EXERCISE:
Copy out the text of every record below without altering a character, and omit the pictures.

Dataset entries

- - - - -

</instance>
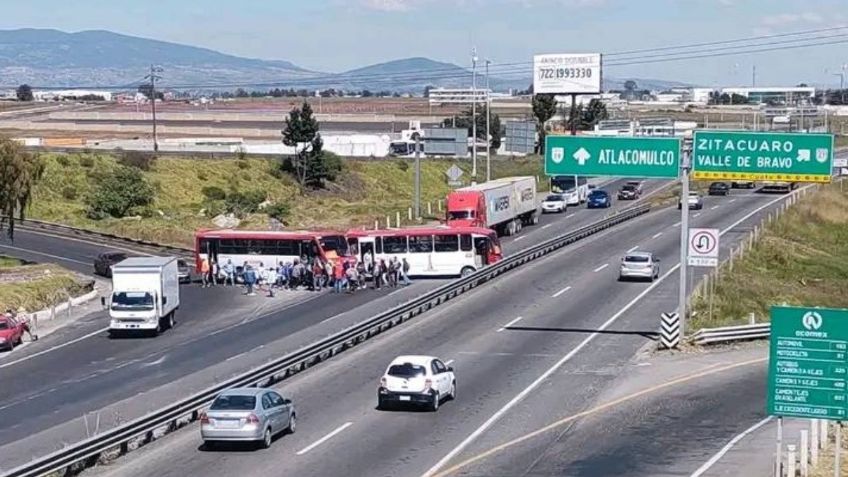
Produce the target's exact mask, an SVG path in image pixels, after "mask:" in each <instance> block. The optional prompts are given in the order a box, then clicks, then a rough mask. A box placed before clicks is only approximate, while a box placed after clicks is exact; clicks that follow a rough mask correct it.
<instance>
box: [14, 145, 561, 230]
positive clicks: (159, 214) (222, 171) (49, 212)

- - - - -

RESPONSE TO THE TASK:
</instance>
Produce the target's exact mask, an SVG path in image pixels, after "mask:" in each <instance> block. The optional prompts are given in the order a box, then clicks, then a rough mask. A box placed before clicks is only approximate, while a box placed after clicks is exact; clicks that follow a rough mask correct it.
<instance>
box: [14, 145, 561, 230]
positive clicks: (159, 214) (222, 171) (49, 212)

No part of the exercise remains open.